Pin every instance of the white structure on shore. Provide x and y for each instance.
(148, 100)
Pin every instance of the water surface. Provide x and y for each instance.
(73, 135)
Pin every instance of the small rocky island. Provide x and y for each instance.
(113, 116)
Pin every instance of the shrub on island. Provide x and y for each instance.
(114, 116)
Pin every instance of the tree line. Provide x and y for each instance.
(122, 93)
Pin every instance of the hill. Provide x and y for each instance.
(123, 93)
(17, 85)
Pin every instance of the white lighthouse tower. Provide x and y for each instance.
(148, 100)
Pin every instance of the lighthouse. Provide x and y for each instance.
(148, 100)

==

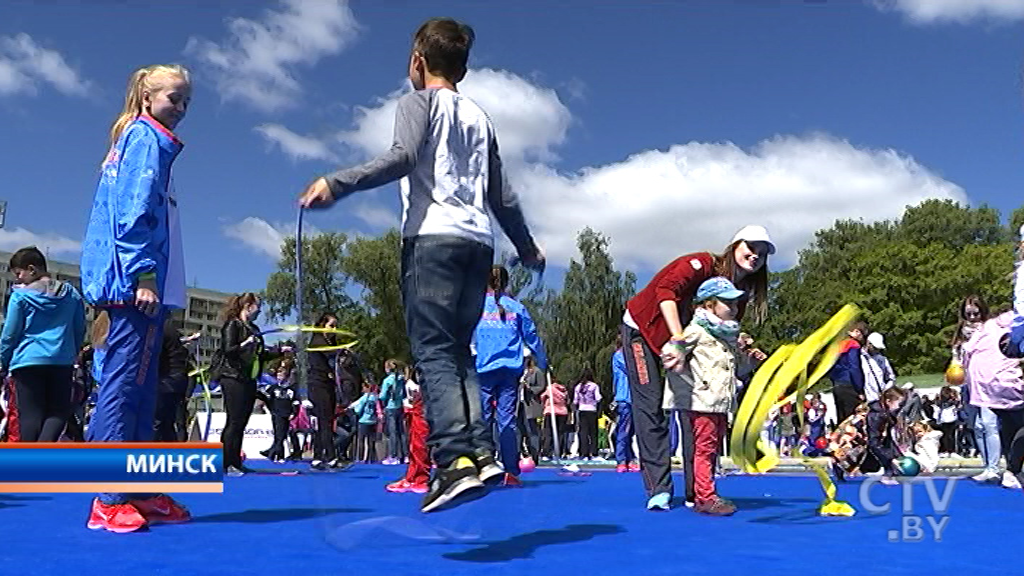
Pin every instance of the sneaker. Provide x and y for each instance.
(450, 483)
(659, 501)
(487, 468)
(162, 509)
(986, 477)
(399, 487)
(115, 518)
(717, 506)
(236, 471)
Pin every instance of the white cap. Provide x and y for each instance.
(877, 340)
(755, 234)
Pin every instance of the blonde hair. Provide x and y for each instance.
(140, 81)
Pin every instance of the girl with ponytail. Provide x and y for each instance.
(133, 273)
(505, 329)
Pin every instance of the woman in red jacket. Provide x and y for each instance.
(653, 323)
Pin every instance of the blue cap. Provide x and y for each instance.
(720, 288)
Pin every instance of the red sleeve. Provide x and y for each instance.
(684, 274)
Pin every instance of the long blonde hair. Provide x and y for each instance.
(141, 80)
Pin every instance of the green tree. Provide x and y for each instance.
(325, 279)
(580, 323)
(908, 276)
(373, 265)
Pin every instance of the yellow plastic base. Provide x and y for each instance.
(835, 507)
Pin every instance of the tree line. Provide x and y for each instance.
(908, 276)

• EXERCISE
Locate each row above containing the string "lighthouse" and copy those rows in full. Case counts.

• ANSWER BELOW
Pin every instance of the white lighthouse tower. Provide x and y for each instance.
Pin every instance of the lighthouse. Provide x and y for each instance.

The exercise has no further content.